**Required task**
Update the records below by replacing "annotator" with "labeler" and keep every other part unchanged. Omit the pictures from the output.

··· Input data ···

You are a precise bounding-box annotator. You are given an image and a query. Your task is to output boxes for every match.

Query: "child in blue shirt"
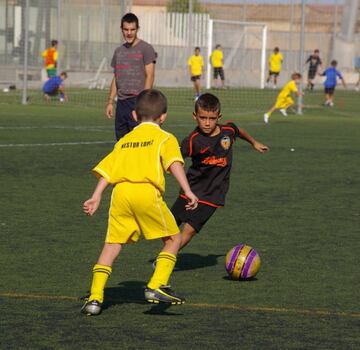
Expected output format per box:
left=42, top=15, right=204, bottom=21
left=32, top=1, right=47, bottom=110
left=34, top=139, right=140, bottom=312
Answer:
left=43, top=72, right=67, bottom=102
left=320, top=60, right=346, bottom=107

···

**Complete response**
You are a precise bounding-box labeler. You are given an image and a query. Your task is to output boxes for every match.

Query: "child in blue shirt"
Expected output format per box:
left=42, top=15, right=204, bottom=21
left=32, top=1, right=47, bottom=110
left=34, top=139, right=140, bottom=312
Answer:
left=43, top=72, right=67, bottom=102
left=320, top=60, right=346, bottom=107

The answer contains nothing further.